* [AVAILABLE DATA]
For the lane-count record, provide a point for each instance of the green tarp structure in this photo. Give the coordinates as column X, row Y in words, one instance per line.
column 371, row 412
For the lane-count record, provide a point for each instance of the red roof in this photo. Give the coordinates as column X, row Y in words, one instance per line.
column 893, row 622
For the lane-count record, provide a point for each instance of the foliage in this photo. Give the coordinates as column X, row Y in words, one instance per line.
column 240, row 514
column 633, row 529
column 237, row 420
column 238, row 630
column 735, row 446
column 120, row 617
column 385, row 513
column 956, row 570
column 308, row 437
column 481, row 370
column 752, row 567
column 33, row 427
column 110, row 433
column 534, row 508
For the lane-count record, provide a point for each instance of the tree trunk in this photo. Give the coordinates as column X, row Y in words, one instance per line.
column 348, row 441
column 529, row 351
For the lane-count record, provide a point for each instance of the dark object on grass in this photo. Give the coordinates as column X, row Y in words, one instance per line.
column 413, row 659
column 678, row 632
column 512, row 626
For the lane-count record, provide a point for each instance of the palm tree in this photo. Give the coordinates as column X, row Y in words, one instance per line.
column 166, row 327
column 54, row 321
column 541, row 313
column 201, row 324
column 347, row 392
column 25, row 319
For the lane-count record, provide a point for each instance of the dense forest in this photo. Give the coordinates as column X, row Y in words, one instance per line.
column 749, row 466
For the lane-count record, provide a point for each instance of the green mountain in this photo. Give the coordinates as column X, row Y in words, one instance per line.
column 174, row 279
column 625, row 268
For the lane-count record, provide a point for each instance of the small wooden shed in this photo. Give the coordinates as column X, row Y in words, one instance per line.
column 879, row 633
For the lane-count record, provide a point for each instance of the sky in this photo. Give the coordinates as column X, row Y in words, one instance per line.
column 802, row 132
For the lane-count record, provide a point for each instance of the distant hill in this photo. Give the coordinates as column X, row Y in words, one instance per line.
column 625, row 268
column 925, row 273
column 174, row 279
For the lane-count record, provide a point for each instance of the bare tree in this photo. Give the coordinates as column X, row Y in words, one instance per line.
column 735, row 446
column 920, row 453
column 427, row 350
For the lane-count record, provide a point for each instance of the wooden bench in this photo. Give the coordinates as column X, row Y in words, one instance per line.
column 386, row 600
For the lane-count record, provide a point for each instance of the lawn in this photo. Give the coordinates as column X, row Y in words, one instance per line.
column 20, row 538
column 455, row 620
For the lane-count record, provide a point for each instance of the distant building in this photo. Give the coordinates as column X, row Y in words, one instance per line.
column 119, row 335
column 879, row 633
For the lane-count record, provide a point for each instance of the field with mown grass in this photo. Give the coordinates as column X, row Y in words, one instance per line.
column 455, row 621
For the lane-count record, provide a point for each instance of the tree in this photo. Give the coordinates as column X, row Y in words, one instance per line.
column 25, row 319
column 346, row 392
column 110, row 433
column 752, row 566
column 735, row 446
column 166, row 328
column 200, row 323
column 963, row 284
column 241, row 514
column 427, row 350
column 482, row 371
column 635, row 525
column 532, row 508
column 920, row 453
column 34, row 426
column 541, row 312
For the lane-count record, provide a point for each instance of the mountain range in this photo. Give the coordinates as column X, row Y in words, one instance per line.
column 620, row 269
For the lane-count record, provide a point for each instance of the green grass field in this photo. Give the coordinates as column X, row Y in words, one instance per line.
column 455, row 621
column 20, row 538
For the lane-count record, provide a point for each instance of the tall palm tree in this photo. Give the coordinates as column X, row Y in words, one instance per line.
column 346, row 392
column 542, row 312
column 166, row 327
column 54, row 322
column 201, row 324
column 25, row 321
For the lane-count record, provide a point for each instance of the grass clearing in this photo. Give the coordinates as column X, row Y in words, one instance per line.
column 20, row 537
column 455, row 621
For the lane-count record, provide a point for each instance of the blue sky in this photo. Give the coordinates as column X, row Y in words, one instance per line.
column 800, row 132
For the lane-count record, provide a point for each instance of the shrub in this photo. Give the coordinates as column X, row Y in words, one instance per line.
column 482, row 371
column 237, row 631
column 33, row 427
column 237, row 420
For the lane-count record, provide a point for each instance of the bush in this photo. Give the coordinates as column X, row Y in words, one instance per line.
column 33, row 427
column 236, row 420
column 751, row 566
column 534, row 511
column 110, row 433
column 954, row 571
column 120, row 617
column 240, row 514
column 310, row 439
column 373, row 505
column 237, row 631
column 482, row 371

* [WHAT YOU ARE ASKED TO DO] Express everything from the line containing "of the bush" down to the line containing "column 310, row 439", both included, as a two-column CSV with columns entry_text and answer. Give one row per entry, with its text and its answer each in a single quoted field and line breaks turned into spaces.

* [COMPLETED TASK]
entry_text,answer
"For the lane-count record, provide a point for each instance of the bush in this photo. Give the coordinates as column X, row Y in words, one instance per line.","column 33, row 427 column 236, row 420 column 751, row 566 column 534, row 511 column 110, row 433 column 954, row 571 column 120, row 617 column 240, row 514 column 310, row 439"